> **Work to do**
1/ In the film summary below, what fictional town is Cook sent to in order to interview Hazel Flagg?
2/ Resume the film summary below after its final sentence and carry it forward.

> **Source text**

══════════

He begs his boss Oliver Stone (Walter Connolly) for another chance, and points out a story about a woman, Hazel Flagg, dying of radium poisoning. Cook is sent to the (fictional) town of Warsaw, Vermont, to interview Flagg (Carole Lombard). Cook finally locates Hazel, who is crying both because her doctor has told her that she is not dying and because she realizes she might be stuck in Vermont for her whole life. Unaware of this, Cook invites Hazel and her doctor to New York as guests of the Morning Star newspaper.
Directed in 1937 by William A. Wellman, produced by David O. Selznick, and starring Carole Lombard and Fredric March with a supporting cast featuring Charles Winninger and Walter Connolly. Ben Hecht was credited with the screenplay based on the 1937 story "Letter to the Editor" by James H. Street, and an array of additional writers, including Ring Lardner Jr., Budd Schulberg, Dorothy Parker, Sidney Howard, Moss Hart, George S. Kaufman and Robert Carson made uncredited contributions.

══════════

> **Entries supplied**
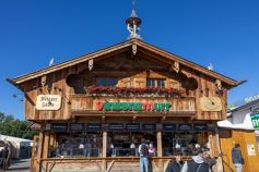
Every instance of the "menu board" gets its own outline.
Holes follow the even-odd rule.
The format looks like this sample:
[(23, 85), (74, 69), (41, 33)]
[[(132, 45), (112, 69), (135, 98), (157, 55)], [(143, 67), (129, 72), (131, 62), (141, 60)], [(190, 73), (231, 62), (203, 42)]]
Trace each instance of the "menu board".
[(121, 131), (123, 131), (123, 124), (111, 123), (111, 124), (108, 125), (108, 131), (121, 132)]
[(85, 130), (89, 132), (99, 132), (102, 131), (102, 124), (89, 123), (85, 125)]
[(153, 124), (153, 123), (142, 124), (142, 130), (143, 131), (149, 131), (149, 132), (155, 132), (156, 131), (156, 124)]
[(178, 131), (192, 131), (192, 125), (191, 124), (178, 124)]
[(208, 131), (207, 124), (195, 124), (193, 131), (205, 132)]
[(164, 132), (173, 132), (176, 131), (176, 124), (163, 124)]
[(84, 131), (84, 124), (71, 123), (69, 128), (70, 128), (70, 131), (82, 132), (82, 131)]
[(64, 123), (51, 124), (51, 131), (54, 131), (54, 132), (67, 132), (68, 131), (68, 124), (64, 124)]
[(125, 130), (128, 132), (140, 132), (140, 124), (139, 123), (134, 123), (134, 124), (126, 124), (125, 125)]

══════════

> **Task-by-task answers**
1/ Warsaw, Vermont.

2/
The lush, Gershwinesque music score was by Oscar Levant, with additional music by Alfred Newman and Max Steiner and a swing number by Raymond Scott's Quintette. The film was shot in Technicolor by W. Howard Greene and edited by James E. Newcom, and was a Selznick International Pictures production distributed by United Artists. The film's opening credits feature distinctive caricatures of the leading actors, as 3d-figurines, and creative artists, as 2d-cartoons, by Sam Berman.
This was Lombard's only Technicolor film. She stated that this film was one of her personal favorites.
Cast
• Carole Lombard as Hazel Flagg
• Fredric March as Wally Cook
• Charles Winninger as Dr. Enoch Downer
• Walter Connolly as Oliver Stone
• Sig Ruman as Dr. Emil Eggelhoffer (as Sig Rumann)
• Frank Fay as Master of Ceremonies
• Troy Brown as Ernest Walker
• Maxie Rosenbloom as Max Levinsky
• Margaret Hamilton as Warsaw, Vermont Drugstore Lady
• Hattie McDaniel as Mrs. Walker
• Olin Howland as Will Bull
• Raymond Scott as Musical Leader
• John Qualen as Fireman
• George Chandler as photographer (uncredited)
According to William Wellman Jr., Janet Gaynor had originally been cast as Hazel Flagg to follow on the success of A Star is Born (1937). However, after William Wellman Sr. met Carole Lombard, he convinced Selznick to cast her.
A boxing world champion, Maxie Rosenbloom, gave Lombard boxing lessons to prepare her for her fight scene with Fredric March.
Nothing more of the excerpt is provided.